Exercise aim
What is needed is an exact copy of the entries below, with every picture left out.
====== Information shown ======
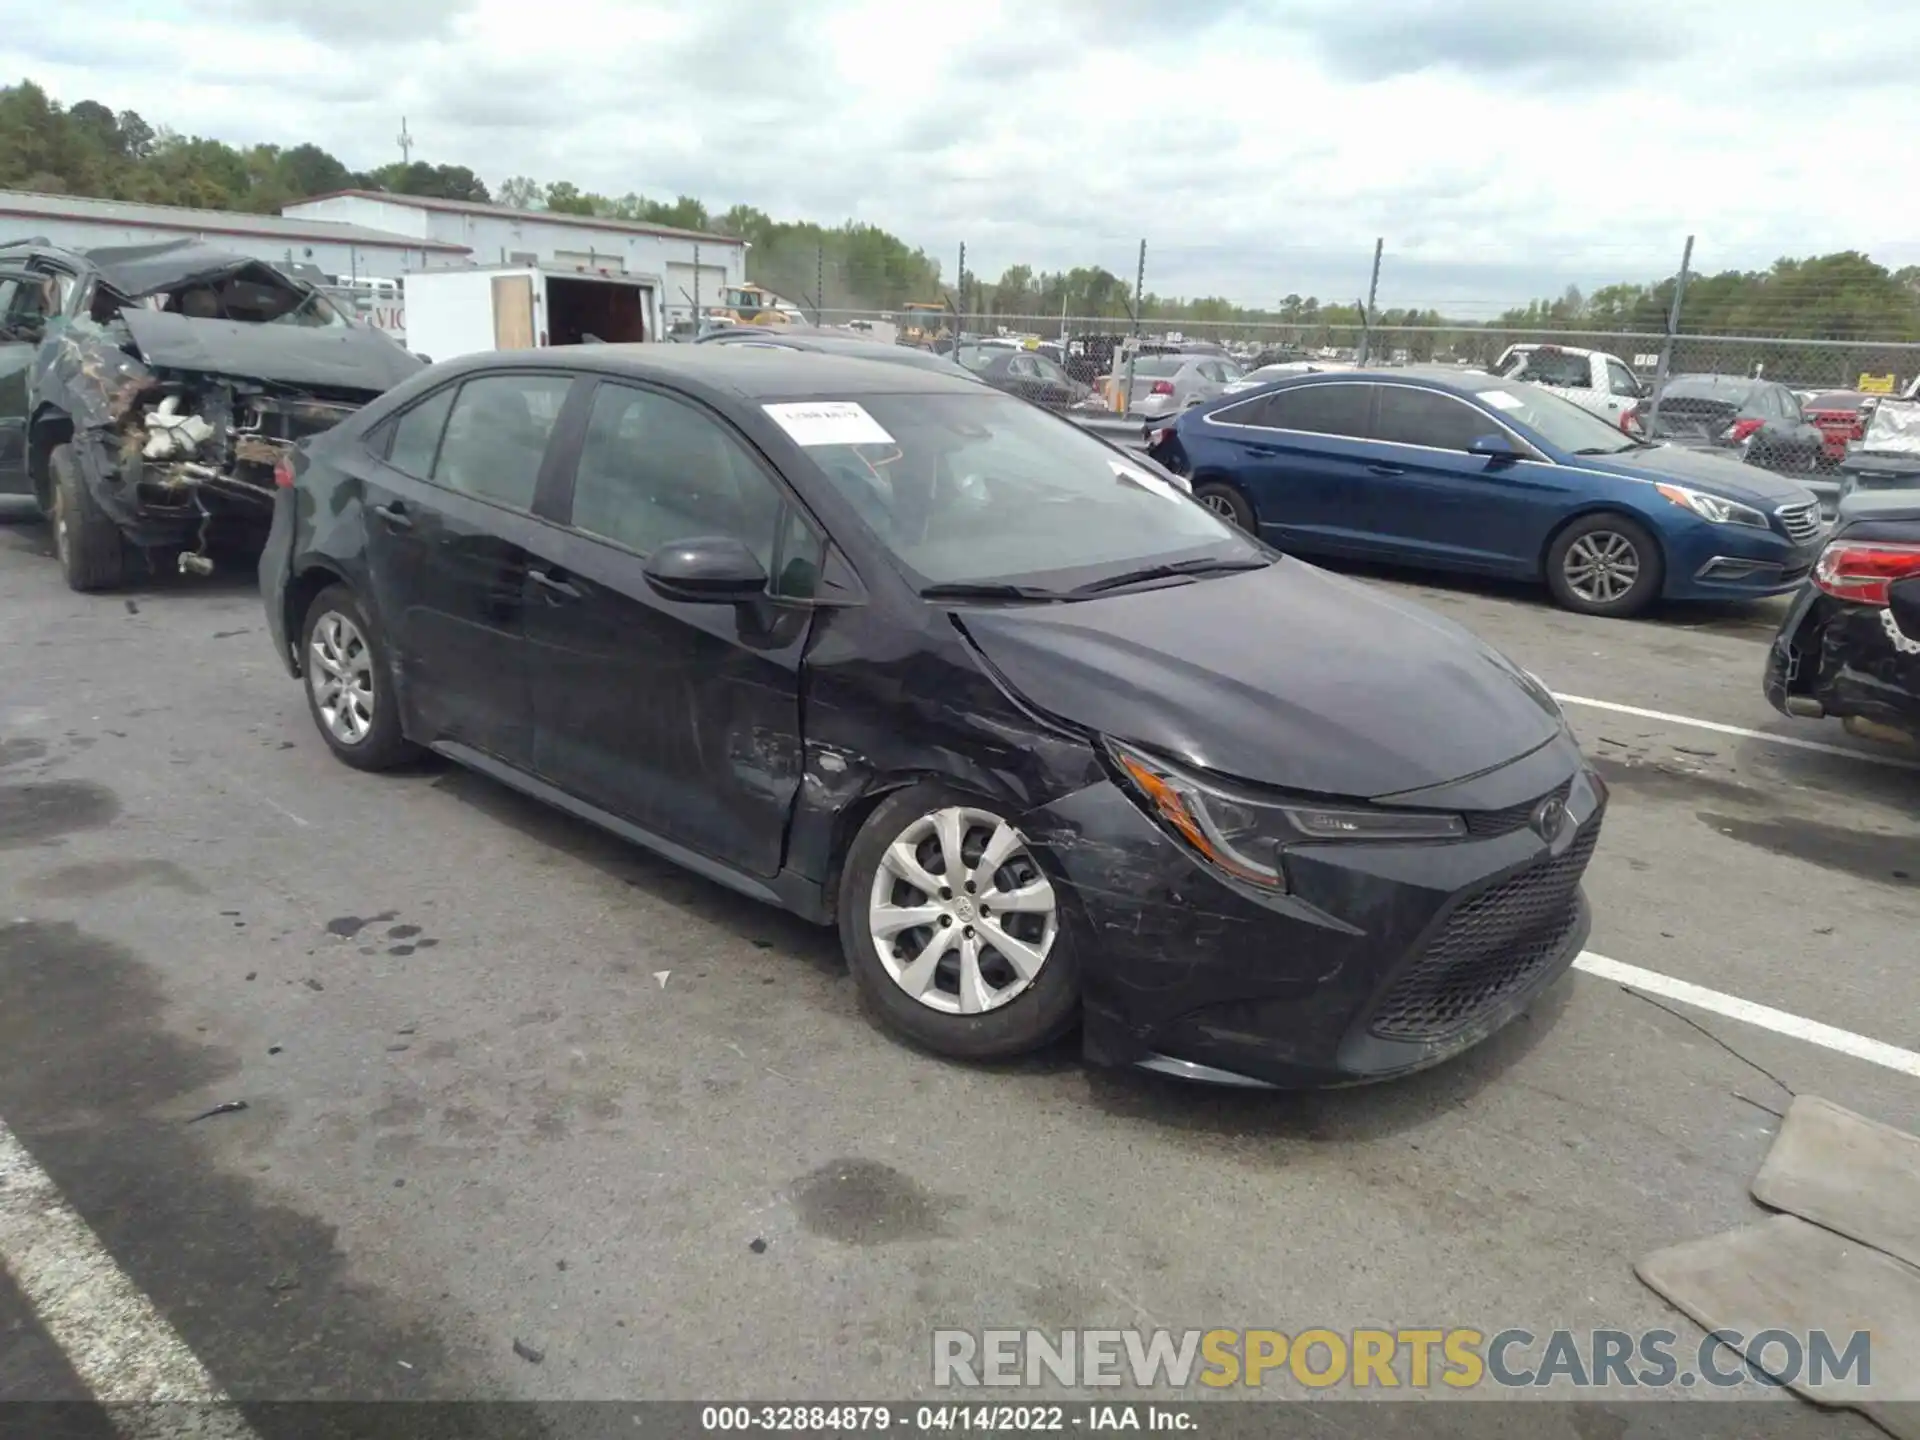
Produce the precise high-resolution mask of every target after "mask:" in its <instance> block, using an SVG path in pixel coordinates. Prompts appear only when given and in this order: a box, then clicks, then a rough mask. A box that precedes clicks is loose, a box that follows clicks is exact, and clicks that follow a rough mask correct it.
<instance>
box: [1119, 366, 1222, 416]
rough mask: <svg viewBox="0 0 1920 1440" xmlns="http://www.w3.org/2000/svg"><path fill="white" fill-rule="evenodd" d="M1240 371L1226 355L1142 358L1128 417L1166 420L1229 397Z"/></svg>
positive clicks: (1128, 404) (1138, 372)
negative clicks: (1173, 416)
mask: <svg viewBox="0 0 1920 1440" xmlns="http://www.w3.org/2000/svg"><path fill="white" fill-rule="evenodd" d="M1238 378H1240V367H1238V365H1235V363H1233V361H1231V359H1227V357H1223V355H1139V357H1137V359H1135V361H1133V390H1131V394H1129V396H1127V413H1129V415H1139V417H1140V419H1146V420H1164V419H1167V417H1169V415H1179V413H1181V411H1185V409H1187V407H1188V405H1198V403H1202V401H1208V399H1215V397H1217V396H1223V394H1227V386H1231V384H1233V382H1235V380H1238Z"/></svg>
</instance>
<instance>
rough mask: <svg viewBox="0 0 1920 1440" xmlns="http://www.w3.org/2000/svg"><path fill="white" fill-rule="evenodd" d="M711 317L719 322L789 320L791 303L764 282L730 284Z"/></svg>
mask: <svg viewBox="0 0 1920 1440" xmlns="http://www.w3.org/2000/svg"><path fill="white" fill-rule="evenodd" d="M712 319H716V321H720V323H722V324H793V307H791V305H787V301H783V300H781V298H780V296H776V294H774V292H772V290H768V288H766V286H764V284H730V286H728V288H726V290H722V292H720V305H718V307H714V309H712Z"/></svg>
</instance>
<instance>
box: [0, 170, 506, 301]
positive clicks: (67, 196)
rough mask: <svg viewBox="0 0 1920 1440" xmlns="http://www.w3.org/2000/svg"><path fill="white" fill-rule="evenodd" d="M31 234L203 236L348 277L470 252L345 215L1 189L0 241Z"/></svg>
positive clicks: (426, 266)
mask: <svg viewBox="0 0 1920 1440" xmlns="http://www.w3.org/2000/svg"><path fill="white" fill-rule="evenodd" d="M31 238H44V240H48V242H50V244H56V246H65V248H69V250H92V248H96V246H150V244H156V242H161V240H205V242H209V244H215V246H221V248H225V250H232V252H238V253H242V255H253V257H255V259H263V261H267V263H271V265H284V267H294V265H300V267H313V269H317V271H321V273H323V275H330V276H334V275H336V276H342V278H344V280H353V278H365V276H388V278H397V276H401V275H405V273H407V271H420V269H428V267H434V265H449V263H455V265H457V263H465V261H467V259H468V252H467V246H463V244H457V242H447V240H438V238H434V236H424V234H409V232H386V230H378V228H372V227H367V225H355V223H351V221H344V219H323V217H305V215H301V217H294V215H248V213H240V211H225V209H184V207H180V205H140V204H132V202H125V200H86V198H81V196H42V194H31V192H25V190H0V242H8V240H31Z"/></svg>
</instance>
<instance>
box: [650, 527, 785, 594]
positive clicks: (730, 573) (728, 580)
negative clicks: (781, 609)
mask: <svg viewBox="0 0 1920 1440" xmlns="http://www.w3.org/2000/svg"><path fill="white" fill-rule="evenodd" d="M641 574H643V576H647V584H649V586H653V588H655V589H657V591H660V593H662V595H666V599H676V601H691V603H695V605H699V603H707V605H737V603H739V601H751V599H758V597H760V595H764V593H766V566H762V564H760V561H758V559H756V557H755V553H753V551H751V549H747V547H745V545H743V543H739V541H737V540H733V538H730V536H695V538H691V540H676V541H674V543H670V545H660V547H659V549H655V551H653V555H649V557H647V564H645V566H643V568H641Z"/></svg>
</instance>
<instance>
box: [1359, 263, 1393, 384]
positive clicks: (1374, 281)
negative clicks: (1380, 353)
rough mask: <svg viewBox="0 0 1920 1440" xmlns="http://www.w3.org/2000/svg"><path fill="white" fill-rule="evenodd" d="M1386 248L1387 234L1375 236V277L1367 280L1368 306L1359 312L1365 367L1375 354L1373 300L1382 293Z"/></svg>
mask: <svg viewBox="0 0 1920 1440" xmlns="http://www.w3.org/2000/svg"><path fill="white" fill-rule="evenodd" d="M1384 248H1386V236H1384V234H1380V236H1375V238H1373V278H1371V280H1367V307H1365V309H1363V311H1361V313H1359V365H1361V369H1365V365H1367V359H1369V357H1371V355H1373V301H1375V298H1379V294H1380V252H1382V250H1384Z"/></svg>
======
Answer to this task
Produce the precise high-resolution mask of every target after "mask:" in its <instance> block, using an SVG path in pixel coordinates. Prompts appear only when given and in this order: a box, then clicks, then a rough mask. A box that precedes clicks is loose, a box that follows clicks is exact, and clicks that follow a rough mask correct it.
<instance>
box: [1119, 366, 1222, 416]
rough mask: <svg viewBox="0 0 1920 1440" xmlns="http://www.w3.org/2000/svg"><path fill="white" fill-rule="evenodd" d="M1240 371L1226 355L1142 358L1128 417L1166 420L1229 397Z"/></svg>
positive clicks: (1128, 404) (1138, 372)
negative clicks: (1173, 416)
mask: <svg viewBox="0 0 1920 1440" xmlns="http://www.w3.org/2000/svg"><path fill="white" fill-rule="evenodd" d="M1238 378H1240V367H1238V365H1235V363H1233V361H1231V359H1227V357H1223V355H1139V357H1137V359H1135V361H1133V390H1131V394H1129V396H1127V413H1129V415H1139V417H1140V419H1146V420H1164V419H1167V417H1169V415H1179V413H1181V411H1185V409H1187V407H1188V405H1198V403H1202V401H1208V399H1215V397H1217V396H1223V394H1227V386H1231V384H1233V382H1235V380H1238Z"/></svg>
</instance>
<instance>
rough mask: <svg viewBox="0 0 1920 1440" xmlns="http://www.w3.org/2000/svg"><path fill="white" fill-rule="evenodd" d="M711 317L719 322L789 320L791 303L764 282L730 284Z"/></svg>
mask: <svg viewBox="0 0 1920 1440" xmlns="http://www.w3.org/2000/svg"><path fill="white" fill-rule="evenodd" d="M712 319H716V321H720V323H722V324H793V307H791V305H787V301H783V300H781V298H780V296H776V294H774V292H772V290H768V288H766V286H764V284H730V286H728V288H726V290H722V292H720V305H718V307H714V309H712Z"/></svg>
</instance>
<instance>
box: [0, 170, 506, 301]
positive clicks: (67, 196)
rough mask: <svg viewBox="0 0 1920 1440" xmlns="http://www.w3.org/2000/svg"><path fill="white" fill-rule="evenodd" d="M31 234L203 236L348 277L470 252L345 215L1 189L0 241Z"/></svg>
positive clicks: (426, 266)
mask: <svg viewBox="0 0 1920 1440" xmlns="http://www.w3.org/2000/svg"><path fill="white" fill-rule="evenodd" d="M31 238H44V240H48V242H50V244H56V246H65V248H69V250H92V248H96V246H150V244H156V242H161V240H205V242H209V244H215V246H221V248H225V250H232V252H238V253H242V255H253V257H255V259H263V261H267V263H271V265H284V267H294V265H300V267H313V269H317V271H321V273H323V275H330V276H334V275H336V276H342V278H344V280H353V278H365V276H388V278H397V276H401V275H405V273H407V271H420V269H428V267H434V265H449V263H455V265H457V263H465V261H467V259H468V252H467V246H463V244H457V242H447V240H438V238H434V236H424V234H409V232H386V230H378V228H372V227H367V225H355V223H351V221H344V219H323V217H305V215H301V217H294V215H248V213H240V211H225V209H184V207H180V205H140V204H132V202H125V200H86V198H81V196H42V194H31V192H25V190H0V242H8V240H31Z"/></svg>
</instance>
<instance>
box: [650, 527, 785, 594]
positive clicks: (730, 573) (728, 580)
negative clicks: (781, 609)
mask: <svg viewBox="0 0 1920 1440" xmlns="http://www.w3.org/2000/svg"><path fill="white" fill-rule="evenodd" d="M641 574H643V576H647V584H649V586H653V588H655V589H657V591H660V593H662V595H666V599H676V601H691V603H695V605H699V603H707V605H737V603H739V601H751V599H758V597H760V595H764V593H766V566H762V564H760V561H758V559H756V557H755V553H753V551H751V549H747V547H745V545H743V543H739V541H737V540H733V538H730V536H695V538H691V540H676V541H674V543H670V545H660V547H659V549H655V551H653V555H649V557H647V564H645V566H643V568H641Z"/></svg>
</instance>
<instance>
box: [1359, 263, 1393, 384]
positive clicks: (1374, 281)
negative clicks: (1380, 353)
rough mask: <svg viewBox="0 0 1920 1440" xmlns="http://www.w3.org/2000/svg"><path fill="white" fill-rule="evenodd" d="M1386 248L1387 234L1375 236V277L1367 280L1368 306L1359 312L1365 367L1375 354L1373 300L1382 293Z"/></svg>
mask: <svg viewBox="0 0 1920 1440" xmlns="http://www.w3.org/2000/svg"><path fill="white" fill-rule="evenodd" d="M1384 248H1386V236H1384V234H1380V236H1375V238H1373V278H1371V280H1367V307H1365V309H1363V311H1361V313H1359V365H1361V369H1365V365H1367V359H1369V357H1371V355H1373V301H1375V298H1379V294H1380V252H1382V250H1384Z"/></svg>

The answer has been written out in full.